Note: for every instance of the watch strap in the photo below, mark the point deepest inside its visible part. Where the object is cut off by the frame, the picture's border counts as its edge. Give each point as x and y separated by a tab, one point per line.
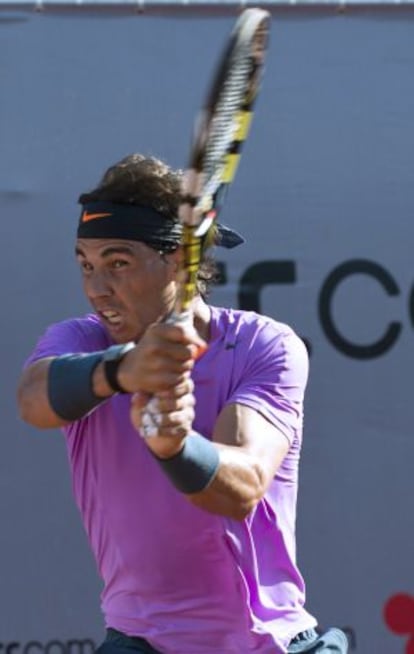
111	361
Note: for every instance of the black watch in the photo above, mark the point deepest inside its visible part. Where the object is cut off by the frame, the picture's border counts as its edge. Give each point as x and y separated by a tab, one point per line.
112	358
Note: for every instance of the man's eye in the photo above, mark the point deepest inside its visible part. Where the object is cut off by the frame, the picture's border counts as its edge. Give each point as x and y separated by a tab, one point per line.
85	266
119	263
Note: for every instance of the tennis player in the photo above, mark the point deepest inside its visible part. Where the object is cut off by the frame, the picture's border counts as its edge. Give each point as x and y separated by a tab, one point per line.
191	515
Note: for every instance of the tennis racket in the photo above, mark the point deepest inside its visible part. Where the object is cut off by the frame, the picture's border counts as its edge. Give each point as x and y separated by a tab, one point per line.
220	130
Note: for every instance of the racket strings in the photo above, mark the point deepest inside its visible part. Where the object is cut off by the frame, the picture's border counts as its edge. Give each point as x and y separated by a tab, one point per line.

=-=-=

* [What to produce]: A word-for-word copy of the listing is needed, with no pictures in it.

* [Response to the task]:
Note: for every instance of the watch strap in the photo below, mark the point deepest inside its visible part. Where the object is cut off by the frame, the picture's border counts as its edge. Give each point as x and y separated by a tab, one point per line.
111	361
Note: for every instance of the black watch in the photo above, mark the point deepest inside its visible part. Where the object is cut off by the frame, the picture's border counts as its edge. Give each point as x and y separated by a tab, one point per line.
112	358
Note: for every instance of the man's eye in the photo above, mark the point deepest inside its visible part. Where the object is cut off by the frame, the picture's border counts as its edge. Give each point as x and y separated by a tab, one point per line.
85	266
119	263
Note: for every instance of the tennis player in the photo above, mark the point deepest inside its visible part. Where the object is cut off by the frame, the picture's border counts as its edge. Give each point as x and y separated by a tab, one point per line.
191	515
Note: for every instance of the tennis racket in the photo above, mark the point deepest inside its visible part. Where the object is cut off by the frame, the picture's border counts as its edge. Give each point as x and y separated by a tab, one point per line.
220	130
Note: for every instance of the racket strings in the photo above, mark the point deepest inside its visible part. Where the object is cut off by the frame, the picture's border counts as its edge. Give each point as x and y separated by a tab, one point per line.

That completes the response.